[Opening Information section]

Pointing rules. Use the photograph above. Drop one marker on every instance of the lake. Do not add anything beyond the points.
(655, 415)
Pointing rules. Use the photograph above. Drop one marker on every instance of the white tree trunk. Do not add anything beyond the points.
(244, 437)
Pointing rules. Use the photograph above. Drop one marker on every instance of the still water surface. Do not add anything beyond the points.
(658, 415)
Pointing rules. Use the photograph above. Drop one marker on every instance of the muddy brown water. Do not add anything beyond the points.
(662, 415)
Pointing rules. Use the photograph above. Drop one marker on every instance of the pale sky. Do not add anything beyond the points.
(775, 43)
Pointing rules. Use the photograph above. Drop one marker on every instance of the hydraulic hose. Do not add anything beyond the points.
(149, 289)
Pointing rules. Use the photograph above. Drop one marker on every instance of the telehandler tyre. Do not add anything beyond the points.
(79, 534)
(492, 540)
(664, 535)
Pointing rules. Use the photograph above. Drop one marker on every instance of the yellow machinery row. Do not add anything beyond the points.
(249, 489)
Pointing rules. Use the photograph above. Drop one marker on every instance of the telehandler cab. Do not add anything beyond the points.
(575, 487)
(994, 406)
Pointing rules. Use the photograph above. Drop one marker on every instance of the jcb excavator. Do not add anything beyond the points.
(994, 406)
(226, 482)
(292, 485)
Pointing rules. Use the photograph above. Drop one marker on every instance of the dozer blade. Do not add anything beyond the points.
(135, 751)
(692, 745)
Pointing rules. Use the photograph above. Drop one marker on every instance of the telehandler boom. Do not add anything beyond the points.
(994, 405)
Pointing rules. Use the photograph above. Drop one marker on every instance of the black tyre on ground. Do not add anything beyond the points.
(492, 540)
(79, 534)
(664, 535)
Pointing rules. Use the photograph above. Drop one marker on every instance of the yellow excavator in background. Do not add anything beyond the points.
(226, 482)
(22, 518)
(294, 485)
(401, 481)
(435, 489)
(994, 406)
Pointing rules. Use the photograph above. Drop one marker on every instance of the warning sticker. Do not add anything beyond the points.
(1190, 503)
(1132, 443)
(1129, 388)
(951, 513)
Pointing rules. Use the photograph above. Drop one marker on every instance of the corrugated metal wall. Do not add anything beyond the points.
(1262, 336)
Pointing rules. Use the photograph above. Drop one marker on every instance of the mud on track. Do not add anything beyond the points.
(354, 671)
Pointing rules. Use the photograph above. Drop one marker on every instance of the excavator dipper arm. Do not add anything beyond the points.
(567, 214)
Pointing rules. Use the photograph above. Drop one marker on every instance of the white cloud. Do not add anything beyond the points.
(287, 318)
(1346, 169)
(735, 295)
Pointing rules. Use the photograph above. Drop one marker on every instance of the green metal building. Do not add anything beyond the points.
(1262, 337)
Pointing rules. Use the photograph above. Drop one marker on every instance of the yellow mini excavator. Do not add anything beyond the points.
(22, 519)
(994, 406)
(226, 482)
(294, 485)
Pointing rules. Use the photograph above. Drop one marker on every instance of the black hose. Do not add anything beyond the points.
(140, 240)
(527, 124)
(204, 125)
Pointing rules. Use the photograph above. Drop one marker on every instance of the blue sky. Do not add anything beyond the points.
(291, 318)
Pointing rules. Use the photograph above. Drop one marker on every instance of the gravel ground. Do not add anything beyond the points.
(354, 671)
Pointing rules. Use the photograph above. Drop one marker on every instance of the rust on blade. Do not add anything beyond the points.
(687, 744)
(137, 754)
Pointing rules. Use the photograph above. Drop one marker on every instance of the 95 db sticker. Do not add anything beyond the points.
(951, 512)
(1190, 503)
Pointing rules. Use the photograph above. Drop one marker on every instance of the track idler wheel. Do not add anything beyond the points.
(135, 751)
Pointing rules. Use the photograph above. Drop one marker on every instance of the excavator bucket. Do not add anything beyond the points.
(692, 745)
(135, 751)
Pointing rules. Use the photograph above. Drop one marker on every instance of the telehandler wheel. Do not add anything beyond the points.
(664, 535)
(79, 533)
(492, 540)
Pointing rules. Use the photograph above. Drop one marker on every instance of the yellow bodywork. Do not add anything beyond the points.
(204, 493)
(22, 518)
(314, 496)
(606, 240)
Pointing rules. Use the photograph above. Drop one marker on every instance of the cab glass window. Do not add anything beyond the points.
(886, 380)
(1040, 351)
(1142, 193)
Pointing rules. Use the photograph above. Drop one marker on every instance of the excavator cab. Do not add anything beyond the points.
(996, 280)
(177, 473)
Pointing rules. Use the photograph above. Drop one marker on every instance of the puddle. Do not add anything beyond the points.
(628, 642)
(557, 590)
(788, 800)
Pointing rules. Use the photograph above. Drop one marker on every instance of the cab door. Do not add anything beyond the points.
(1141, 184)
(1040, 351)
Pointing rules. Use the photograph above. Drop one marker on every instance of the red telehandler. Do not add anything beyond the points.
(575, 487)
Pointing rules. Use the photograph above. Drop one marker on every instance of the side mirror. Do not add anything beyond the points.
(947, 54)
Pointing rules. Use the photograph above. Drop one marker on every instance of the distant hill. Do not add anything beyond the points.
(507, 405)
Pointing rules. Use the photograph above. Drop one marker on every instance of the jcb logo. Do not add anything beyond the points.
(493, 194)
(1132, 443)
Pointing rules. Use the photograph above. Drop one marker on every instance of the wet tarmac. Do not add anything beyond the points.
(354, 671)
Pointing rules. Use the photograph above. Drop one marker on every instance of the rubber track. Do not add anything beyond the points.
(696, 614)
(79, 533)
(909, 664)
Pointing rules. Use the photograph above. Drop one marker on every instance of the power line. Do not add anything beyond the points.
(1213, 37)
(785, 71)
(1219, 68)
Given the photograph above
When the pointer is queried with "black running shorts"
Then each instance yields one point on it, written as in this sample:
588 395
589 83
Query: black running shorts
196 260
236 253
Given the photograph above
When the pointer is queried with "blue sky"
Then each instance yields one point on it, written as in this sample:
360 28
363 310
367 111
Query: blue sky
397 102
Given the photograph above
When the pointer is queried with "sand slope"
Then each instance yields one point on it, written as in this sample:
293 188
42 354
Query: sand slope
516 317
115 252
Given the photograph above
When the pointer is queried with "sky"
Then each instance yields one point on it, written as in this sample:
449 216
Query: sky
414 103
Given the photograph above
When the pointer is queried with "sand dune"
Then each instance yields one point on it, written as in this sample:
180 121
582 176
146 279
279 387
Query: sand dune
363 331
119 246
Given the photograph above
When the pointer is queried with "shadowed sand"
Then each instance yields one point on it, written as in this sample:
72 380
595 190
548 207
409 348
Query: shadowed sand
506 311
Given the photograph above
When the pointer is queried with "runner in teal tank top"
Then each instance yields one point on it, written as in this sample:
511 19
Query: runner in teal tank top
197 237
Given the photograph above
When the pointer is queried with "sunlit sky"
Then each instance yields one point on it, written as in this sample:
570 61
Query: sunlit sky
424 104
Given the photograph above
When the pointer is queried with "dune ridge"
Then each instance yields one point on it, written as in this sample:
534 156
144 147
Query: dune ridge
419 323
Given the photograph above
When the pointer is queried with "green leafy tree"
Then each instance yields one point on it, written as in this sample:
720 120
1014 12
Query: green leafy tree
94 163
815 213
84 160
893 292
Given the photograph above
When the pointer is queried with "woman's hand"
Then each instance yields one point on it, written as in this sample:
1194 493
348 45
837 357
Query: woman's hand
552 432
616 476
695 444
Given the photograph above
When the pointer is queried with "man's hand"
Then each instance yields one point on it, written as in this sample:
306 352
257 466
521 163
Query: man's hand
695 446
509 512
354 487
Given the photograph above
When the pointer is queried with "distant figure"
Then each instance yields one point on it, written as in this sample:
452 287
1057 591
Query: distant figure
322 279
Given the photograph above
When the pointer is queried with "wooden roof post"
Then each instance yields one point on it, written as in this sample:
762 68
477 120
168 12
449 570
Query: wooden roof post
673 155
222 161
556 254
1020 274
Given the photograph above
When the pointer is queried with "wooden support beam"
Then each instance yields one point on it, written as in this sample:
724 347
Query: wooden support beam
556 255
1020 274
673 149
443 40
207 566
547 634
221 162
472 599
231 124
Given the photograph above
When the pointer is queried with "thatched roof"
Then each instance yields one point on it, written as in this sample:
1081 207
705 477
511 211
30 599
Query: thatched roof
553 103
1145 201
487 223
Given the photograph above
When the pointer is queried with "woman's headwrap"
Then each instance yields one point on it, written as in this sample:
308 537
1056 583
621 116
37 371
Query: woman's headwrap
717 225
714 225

[Closing Information section]

** Problem statement **
Your task is to copy exactly, and only, the lines from the line with "Query: thatched roof" through the last line of the entries, both included.

** Reply **
Query: thatched roof
553 103
1145 201
487 223
Given the photograph above
When the pointer is queried with "woman's headwrap"
Then each instance yields one point on it, written as in this sample:
308 537
1056 583
621 116
37 371
Query: woman's headwrap
717 225
714 225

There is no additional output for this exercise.